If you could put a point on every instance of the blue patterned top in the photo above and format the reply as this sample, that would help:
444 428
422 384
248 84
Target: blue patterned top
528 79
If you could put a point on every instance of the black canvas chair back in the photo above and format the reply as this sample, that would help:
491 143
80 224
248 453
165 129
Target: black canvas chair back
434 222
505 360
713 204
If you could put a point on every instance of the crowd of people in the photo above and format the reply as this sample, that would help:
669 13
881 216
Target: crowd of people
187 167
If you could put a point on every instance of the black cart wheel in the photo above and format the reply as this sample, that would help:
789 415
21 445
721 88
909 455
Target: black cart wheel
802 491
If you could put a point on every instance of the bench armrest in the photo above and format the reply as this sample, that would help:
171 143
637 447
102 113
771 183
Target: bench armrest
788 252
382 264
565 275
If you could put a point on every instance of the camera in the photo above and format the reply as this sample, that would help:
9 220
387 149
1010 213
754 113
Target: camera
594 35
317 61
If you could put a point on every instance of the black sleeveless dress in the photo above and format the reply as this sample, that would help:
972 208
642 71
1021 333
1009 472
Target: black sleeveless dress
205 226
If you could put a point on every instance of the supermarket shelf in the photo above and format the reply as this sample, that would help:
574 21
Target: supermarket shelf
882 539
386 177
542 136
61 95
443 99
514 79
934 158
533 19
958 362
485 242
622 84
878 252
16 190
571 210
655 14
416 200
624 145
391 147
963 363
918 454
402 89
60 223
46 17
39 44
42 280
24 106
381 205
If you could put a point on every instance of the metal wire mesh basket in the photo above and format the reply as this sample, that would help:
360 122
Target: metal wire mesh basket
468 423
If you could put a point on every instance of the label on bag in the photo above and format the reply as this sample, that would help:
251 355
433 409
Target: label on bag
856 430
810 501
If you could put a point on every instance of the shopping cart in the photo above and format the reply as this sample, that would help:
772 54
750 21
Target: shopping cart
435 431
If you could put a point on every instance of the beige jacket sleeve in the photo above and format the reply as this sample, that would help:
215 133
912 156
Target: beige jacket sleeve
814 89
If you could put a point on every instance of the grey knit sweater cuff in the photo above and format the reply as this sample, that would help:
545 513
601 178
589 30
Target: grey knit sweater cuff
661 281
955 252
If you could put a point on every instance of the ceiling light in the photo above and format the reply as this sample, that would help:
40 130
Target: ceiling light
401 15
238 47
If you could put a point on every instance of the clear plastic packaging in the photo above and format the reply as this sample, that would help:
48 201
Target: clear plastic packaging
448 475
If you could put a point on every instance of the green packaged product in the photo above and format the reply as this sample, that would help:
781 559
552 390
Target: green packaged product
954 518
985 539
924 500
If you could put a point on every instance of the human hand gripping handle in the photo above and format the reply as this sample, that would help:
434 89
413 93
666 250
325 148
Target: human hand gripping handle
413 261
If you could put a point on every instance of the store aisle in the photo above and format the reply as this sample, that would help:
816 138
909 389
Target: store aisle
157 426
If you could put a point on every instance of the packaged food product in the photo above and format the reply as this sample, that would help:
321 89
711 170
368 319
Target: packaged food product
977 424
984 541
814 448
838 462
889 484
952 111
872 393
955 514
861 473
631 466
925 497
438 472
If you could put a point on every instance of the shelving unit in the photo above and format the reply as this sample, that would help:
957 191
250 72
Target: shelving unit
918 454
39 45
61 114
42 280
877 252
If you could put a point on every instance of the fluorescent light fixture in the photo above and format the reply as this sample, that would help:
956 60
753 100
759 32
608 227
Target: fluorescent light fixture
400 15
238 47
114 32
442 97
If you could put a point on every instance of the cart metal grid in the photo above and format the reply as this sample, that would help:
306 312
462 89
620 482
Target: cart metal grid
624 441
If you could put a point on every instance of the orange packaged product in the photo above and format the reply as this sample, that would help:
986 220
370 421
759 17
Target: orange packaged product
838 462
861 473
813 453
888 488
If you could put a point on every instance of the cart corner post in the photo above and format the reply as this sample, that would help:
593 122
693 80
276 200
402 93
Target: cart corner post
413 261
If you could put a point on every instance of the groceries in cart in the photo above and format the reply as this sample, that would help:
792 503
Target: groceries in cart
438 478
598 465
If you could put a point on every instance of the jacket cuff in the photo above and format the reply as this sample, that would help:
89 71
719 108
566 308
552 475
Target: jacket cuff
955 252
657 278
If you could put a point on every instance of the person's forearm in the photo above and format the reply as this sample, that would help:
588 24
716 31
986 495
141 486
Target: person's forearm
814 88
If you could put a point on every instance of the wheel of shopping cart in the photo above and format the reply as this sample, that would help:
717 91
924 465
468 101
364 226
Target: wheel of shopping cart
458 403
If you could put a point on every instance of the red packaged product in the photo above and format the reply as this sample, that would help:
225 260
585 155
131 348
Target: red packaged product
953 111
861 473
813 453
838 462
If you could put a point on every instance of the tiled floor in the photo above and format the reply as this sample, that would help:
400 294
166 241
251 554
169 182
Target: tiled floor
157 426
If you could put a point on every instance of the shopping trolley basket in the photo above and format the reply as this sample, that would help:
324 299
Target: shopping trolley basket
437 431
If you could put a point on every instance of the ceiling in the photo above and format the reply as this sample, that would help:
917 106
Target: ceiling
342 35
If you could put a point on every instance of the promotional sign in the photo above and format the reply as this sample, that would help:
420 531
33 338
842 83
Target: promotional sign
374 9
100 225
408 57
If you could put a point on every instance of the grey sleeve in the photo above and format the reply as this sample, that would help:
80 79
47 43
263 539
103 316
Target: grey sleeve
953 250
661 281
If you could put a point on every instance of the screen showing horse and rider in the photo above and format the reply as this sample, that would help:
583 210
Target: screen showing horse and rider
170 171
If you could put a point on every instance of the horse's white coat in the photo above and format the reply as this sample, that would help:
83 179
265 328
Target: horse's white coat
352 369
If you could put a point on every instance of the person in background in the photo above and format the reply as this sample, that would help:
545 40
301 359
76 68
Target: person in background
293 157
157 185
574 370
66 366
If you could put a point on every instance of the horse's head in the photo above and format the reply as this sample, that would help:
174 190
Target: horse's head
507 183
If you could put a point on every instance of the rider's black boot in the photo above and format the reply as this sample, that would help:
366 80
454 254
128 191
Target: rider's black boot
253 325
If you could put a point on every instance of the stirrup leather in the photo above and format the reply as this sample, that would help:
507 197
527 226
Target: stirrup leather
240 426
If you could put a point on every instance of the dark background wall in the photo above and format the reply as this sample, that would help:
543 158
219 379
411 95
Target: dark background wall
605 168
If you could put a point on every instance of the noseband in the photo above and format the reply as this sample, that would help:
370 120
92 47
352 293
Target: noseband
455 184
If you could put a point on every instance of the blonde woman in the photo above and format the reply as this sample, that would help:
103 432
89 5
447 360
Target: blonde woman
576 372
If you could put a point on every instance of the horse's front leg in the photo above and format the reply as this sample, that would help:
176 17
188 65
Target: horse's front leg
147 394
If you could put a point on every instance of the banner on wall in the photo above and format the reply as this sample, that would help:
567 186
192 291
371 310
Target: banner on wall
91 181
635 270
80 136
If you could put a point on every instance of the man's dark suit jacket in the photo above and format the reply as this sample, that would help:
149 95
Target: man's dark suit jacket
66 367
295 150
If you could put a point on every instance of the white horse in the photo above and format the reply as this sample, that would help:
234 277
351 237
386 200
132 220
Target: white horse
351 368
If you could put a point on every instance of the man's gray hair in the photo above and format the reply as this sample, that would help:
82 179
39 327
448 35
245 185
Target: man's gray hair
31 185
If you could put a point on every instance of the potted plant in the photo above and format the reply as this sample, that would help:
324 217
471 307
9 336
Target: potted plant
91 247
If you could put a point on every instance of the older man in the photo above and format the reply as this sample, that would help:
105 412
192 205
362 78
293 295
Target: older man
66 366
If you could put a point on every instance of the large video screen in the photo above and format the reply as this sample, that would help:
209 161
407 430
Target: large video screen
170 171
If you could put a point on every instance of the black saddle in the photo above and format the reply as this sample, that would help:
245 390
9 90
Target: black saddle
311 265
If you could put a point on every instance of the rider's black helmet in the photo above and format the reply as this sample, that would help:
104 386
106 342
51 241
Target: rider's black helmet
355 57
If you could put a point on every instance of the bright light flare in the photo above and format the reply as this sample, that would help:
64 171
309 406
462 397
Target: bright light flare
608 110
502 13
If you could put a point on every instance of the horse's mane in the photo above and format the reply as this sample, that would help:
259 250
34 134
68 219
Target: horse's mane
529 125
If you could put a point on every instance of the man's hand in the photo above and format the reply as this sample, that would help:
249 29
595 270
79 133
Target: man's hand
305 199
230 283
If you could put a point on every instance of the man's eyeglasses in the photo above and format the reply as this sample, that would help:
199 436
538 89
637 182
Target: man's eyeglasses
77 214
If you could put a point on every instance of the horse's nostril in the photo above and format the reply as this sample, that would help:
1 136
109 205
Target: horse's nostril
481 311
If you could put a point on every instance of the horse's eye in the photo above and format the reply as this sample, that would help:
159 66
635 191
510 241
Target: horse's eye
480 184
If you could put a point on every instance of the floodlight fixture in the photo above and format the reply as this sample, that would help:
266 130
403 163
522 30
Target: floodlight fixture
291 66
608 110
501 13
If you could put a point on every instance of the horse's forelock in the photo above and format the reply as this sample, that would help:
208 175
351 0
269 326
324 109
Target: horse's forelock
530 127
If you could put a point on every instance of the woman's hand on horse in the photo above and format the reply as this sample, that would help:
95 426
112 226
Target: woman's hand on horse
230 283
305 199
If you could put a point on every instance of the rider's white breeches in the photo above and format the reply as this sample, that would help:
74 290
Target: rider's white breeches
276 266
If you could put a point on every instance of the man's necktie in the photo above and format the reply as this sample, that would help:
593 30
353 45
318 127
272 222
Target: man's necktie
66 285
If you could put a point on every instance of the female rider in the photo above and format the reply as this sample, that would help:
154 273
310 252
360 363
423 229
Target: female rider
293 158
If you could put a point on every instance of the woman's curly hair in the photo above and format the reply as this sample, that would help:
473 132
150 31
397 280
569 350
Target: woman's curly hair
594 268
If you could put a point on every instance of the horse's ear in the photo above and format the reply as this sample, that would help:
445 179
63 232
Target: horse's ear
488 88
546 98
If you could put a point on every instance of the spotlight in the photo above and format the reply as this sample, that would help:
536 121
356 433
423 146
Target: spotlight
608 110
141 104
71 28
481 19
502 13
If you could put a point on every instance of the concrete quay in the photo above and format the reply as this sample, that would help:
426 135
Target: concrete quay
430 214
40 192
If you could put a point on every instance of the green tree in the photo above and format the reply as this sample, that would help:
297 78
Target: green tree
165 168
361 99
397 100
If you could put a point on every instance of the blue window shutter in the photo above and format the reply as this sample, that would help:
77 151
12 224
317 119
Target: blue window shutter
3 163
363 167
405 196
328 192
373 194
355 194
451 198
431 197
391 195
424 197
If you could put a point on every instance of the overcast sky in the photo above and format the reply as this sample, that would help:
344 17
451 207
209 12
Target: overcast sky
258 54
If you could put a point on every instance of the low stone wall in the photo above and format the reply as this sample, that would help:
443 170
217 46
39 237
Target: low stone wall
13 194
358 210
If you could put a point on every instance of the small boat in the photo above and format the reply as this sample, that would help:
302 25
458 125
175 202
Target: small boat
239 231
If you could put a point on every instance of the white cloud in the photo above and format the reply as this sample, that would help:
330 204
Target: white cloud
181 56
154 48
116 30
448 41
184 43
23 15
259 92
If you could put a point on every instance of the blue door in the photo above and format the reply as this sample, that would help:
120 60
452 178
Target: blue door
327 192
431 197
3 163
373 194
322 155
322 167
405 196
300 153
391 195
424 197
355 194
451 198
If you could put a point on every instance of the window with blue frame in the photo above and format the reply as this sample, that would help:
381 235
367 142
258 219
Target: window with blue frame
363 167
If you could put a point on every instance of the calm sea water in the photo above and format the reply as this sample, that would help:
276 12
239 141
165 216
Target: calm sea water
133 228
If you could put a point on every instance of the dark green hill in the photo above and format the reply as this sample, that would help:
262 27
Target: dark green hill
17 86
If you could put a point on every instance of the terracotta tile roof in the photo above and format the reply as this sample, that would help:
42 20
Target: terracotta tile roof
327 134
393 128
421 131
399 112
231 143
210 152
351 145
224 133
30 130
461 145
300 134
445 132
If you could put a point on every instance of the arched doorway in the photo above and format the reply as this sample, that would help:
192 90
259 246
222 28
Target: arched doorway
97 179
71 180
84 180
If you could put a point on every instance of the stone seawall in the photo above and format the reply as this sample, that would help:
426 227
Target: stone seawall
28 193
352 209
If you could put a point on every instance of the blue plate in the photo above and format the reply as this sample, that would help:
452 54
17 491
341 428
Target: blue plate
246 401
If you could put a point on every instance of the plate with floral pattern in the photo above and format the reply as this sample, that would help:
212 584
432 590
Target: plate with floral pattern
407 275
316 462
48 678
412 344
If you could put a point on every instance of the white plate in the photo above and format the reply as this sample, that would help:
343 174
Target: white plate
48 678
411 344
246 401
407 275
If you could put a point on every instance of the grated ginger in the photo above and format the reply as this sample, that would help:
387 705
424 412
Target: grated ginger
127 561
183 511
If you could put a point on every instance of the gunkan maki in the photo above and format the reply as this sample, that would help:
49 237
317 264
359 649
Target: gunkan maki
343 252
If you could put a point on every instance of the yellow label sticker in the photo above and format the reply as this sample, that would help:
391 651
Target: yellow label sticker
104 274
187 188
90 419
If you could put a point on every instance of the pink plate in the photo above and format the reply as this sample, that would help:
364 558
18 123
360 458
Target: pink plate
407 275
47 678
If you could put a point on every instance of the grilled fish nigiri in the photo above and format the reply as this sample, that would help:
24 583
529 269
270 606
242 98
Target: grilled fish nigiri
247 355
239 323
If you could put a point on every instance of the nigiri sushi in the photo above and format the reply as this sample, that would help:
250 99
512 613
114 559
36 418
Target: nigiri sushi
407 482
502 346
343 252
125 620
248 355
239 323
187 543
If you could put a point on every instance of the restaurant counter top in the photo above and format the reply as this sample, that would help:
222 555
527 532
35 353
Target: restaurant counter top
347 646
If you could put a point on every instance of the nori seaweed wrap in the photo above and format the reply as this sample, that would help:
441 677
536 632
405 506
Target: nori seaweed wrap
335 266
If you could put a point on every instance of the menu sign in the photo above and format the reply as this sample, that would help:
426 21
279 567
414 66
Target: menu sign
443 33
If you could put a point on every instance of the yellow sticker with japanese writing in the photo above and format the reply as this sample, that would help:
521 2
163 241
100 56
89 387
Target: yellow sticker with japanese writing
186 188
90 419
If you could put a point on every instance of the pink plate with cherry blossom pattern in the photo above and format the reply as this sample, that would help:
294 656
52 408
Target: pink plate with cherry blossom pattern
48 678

______

#### TASK TO CARRY OUT:
In the listing above, find the line with "Target: grey knit sweater cuff" and the line with "the green packaged", then print exactly those two lines and every line between them, and nothing more.

#### WRITTEN REPLY:
Target: grey knit sweater cuff
661 281
955 252
If you could put a point on every instance of the ceiling light in the photo above and format the reply as this sample, that would help:
40 130
Target: ceiling light
401 15
238 47
If you could put a point on every instance of the clear plastic packaging in the photo above and format the reply as this sample, that would help:
48 201
Target: clear plastic packaging
448 475
If you could put a point on every instance of the green packaged product in the photo above and format the reply as this sample, that would help:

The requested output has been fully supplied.